**** DATASET EXTRACT ****
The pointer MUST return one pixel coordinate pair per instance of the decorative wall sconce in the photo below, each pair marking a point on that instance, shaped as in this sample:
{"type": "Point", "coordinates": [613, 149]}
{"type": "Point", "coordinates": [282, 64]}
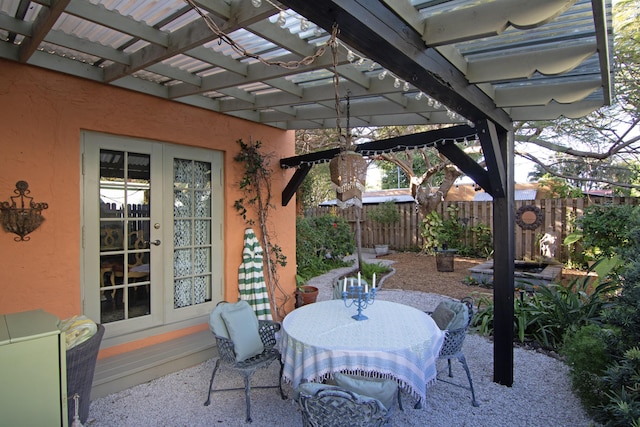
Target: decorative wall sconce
{"type": "Point", "coordinates": [22, 215]}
****
*PROMPT*: Are you able to set down all the lines above exactly, without any pictures?

*RESPONSE*:
The pointer MUST return one pixel coordinate pair per instance of the decorative wall sconce in the photo below, each pair marking a point on that instance, shaped as in this sample:
{"type": "Point", "coordinates": [613, 149]}
{"type": "Point", "coordinates": [282, 64]}
Target: decorative wall sconce
{"type": "Point", "coordinates": [22, 215]}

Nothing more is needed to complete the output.